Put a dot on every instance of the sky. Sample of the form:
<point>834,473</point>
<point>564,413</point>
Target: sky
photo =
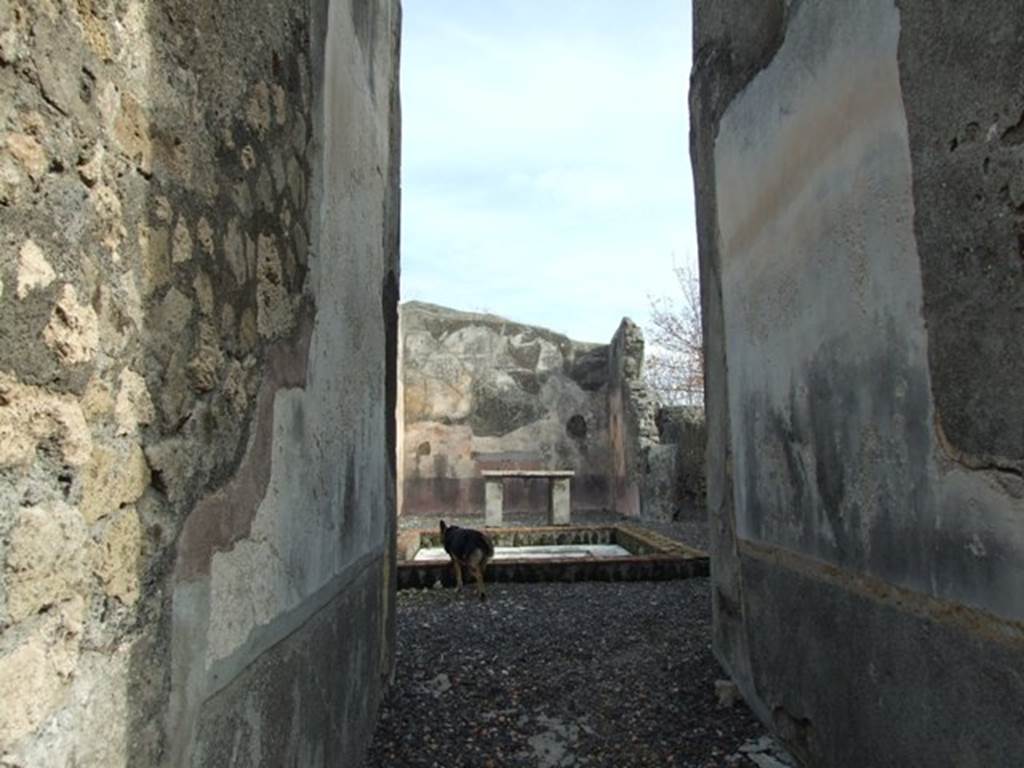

• Stated exercise
Copy the listing above line for line, leaving out the picture.

• Written response
Put a dot on every instance of the sky. Sample of the form:
<point>834,473</point>
<point>564,413</point>
Target: sky
photo =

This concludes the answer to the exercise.